Dataset records on object locations:
------------------------------------------------------------------------
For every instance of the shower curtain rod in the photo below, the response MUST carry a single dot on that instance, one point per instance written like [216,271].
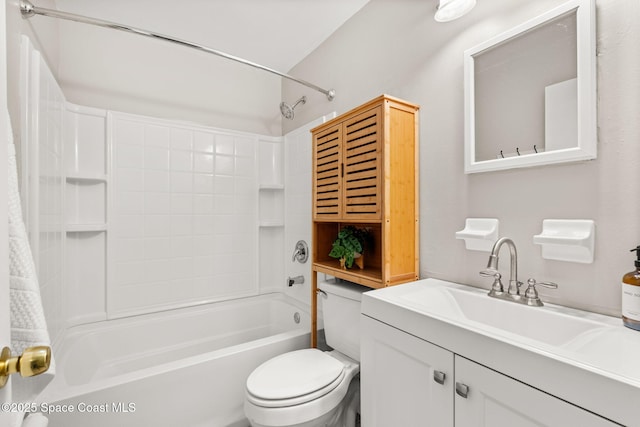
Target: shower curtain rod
[28,10]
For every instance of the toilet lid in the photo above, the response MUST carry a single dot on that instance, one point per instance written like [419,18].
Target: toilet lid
[294,374]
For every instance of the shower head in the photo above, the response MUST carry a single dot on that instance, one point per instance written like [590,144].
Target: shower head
[287,110]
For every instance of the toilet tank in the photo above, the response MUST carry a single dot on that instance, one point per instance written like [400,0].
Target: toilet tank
[341,315]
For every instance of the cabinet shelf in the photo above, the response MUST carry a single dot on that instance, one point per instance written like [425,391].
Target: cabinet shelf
[369,276]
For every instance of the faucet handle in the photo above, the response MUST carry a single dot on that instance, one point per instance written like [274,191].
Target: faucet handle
[531,294]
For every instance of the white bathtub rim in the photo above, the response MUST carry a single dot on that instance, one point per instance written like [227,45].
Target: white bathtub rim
[59,389]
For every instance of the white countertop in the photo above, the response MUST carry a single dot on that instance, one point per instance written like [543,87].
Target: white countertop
[590,360]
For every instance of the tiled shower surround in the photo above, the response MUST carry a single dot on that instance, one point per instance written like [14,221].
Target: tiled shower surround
[129,214]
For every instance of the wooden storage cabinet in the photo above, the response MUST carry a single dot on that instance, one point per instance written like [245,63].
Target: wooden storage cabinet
[365,174]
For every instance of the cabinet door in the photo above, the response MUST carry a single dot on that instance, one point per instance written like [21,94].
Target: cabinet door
[398,379]
[327,173]
[496,400]
[362,158]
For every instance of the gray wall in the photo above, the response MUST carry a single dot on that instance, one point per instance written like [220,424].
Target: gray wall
[396,47]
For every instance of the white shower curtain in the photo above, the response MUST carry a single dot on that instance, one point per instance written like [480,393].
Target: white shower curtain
[28,324]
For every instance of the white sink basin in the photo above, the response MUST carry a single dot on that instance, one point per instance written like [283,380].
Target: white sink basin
[551,325]
[557,349]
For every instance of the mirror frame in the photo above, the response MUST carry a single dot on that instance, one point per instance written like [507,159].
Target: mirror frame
[586,148]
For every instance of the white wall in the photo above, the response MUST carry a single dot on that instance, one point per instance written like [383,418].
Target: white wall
[125,72]
[396,47]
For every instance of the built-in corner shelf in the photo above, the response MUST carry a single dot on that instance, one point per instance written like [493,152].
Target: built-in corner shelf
[271,205]
[85,228]
[271,224]
[479,234]
[570,240]
[271,187]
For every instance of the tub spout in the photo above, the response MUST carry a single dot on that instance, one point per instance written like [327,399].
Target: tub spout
[298,280]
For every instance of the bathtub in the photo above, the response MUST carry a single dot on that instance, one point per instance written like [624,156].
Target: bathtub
[180,368]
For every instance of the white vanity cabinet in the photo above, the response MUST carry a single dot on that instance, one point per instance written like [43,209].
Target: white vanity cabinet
[405,381]
[496,400]
[408,381]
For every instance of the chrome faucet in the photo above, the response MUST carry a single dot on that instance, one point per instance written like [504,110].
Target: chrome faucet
[513,291]
[492,265]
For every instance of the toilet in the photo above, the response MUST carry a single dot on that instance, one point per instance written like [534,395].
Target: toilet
[312,388]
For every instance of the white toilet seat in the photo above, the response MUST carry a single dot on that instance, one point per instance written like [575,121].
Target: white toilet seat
[307,406]
[294,378]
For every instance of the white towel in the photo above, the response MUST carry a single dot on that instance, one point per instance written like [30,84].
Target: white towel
[28,325]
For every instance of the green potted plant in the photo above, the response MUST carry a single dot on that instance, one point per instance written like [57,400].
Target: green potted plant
[349,246]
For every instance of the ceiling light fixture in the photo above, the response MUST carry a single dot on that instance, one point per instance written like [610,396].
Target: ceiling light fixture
[448,10]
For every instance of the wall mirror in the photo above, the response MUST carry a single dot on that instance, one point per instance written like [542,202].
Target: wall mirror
[530,93]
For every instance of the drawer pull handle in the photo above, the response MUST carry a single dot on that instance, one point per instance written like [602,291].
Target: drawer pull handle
[462,390]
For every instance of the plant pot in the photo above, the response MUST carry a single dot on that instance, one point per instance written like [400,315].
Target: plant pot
[359,260]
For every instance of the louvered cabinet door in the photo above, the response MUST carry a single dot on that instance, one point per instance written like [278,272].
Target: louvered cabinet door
[327,168]
[362,160]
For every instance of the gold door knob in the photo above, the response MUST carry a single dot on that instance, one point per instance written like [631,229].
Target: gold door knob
[34,361]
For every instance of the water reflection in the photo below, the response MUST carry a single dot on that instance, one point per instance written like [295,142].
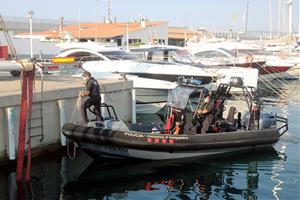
------------------------------------------------------------------------
__GOAL__. Tally the lines in the records above that contain the word "head", treating case as significant. Reply with only the number.

__FINAL RESULT__. 2